**Requirement**. Please print the entries exactly, omitting each image.

**Natural language region descriptions**.

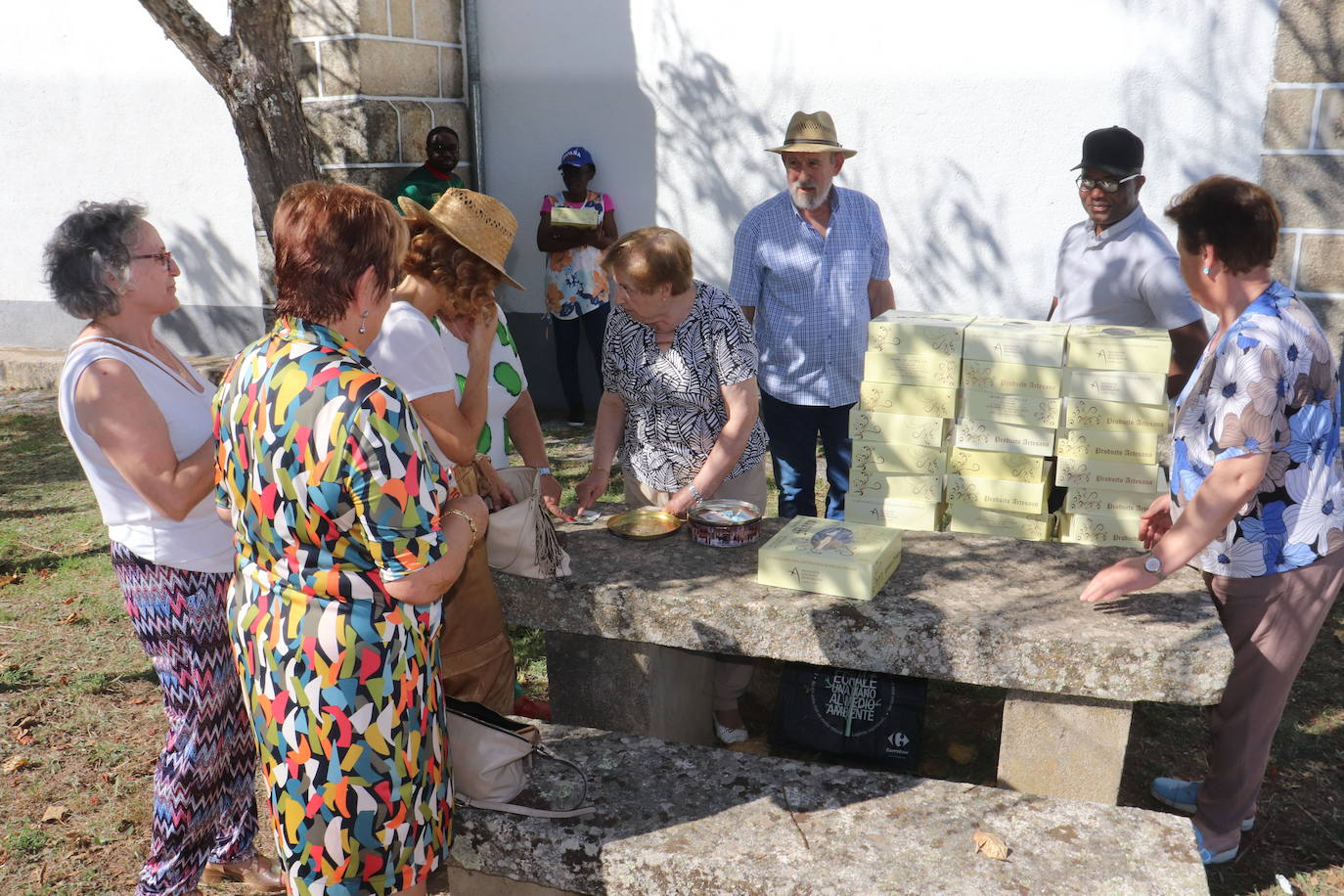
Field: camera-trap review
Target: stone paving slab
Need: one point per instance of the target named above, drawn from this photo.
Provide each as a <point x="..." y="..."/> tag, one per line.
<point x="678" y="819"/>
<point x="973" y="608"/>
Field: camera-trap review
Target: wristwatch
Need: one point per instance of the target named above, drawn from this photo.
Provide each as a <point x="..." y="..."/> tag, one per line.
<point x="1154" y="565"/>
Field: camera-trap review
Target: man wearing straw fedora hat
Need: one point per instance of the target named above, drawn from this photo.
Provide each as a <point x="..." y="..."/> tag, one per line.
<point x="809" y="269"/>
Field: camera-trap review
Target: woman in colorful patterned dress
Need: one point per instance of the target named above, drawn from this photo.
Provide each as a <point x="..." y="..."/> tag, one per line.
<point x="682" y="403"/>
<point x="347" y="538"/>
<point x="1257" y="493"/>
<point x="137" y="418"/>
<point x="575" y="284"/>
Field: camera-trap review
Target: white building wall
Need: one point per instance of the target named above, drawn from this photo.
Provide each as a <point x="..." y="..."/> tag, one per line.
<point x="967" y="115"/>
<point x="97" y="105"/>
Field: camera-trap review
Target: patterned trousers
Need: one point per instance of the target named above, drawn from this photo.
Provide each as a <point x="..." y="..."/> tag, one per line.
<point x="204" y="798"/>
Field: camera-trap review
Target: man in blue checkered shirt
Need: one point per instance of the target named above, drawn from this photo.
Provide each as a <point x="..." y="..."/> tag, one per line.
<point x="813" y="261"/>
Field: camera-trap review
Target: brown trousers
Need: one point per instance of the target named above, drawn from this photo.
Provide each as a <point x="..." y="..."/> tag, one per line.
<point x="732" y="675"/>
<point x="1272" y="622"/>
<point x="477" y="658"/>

**Task result**.
Field: camera-trap review
Target: stone paving slab
Need: one point per instance of the target named above, drawn from this photo.
Provide each as a <point x="..." y="..."/> tag, one per line.
<point x="678" y="819"/>
<point x="973" y="608"/>
Field: camera-trap review
Target: wristwatch
Need: one point per instance of the target named above, drawn from this photo.
Provide each as a <point x="..." y="..."/> tag, one per line.
<point x="1154" y="565"/>
Field: camera-trap review
Target: man wearing straw fedora hat
Need: one point per instance of the target named above, drawn from this photo.
Provide each as a <point x="..." y="..."/> tag, one per line.
<point x="809" y="269"/>
Field: camera-trap review
Target: woman in colorful patterned dress
Need: one point per instance of the target named above, drawn from this photo.
Provide each as a <point x="..." y="..."/> tag, one per line.
<point x="682" y="403"/>
<point x="347" y="538"/>
<point x="1257" y="493"/>
<point x="137" y="418"/>
<point x="575" y="284"/>
Field: camera-trap review
Target: white building wall
Need: one point per instance of the target named above, drawn from this photo.
Provide each as a <point x="..." y="..."/> tag, one per line.
<point x="967" y="115"/>
<point x="97" y="105"/>
Field: camera-trap review
Target: patterned trousers
Need: one point per instance of the target named above, drawn from this photo.
Provide each as a <point x="..." y="..."/> tag, one per line.
<point x="204" y="798"/>
Field: camera-trap review
Target: man in blue checkered shirt
Need: one point per instance of the target named above, drawn from this photo.
Provide each as a <point x="..." y="..."/> tag, one per line.
<point x="813" y="261"/>
Field: camera-trap review
Target: brown trousers
Need: one point per instance of the target named above, drawn from this photo.
Provide each as a <point x="..." y="..."/> tag, one per line.
<point x="732" y="675"/>
<point x="1272" y="622"/>
<point x="477" y="658"/>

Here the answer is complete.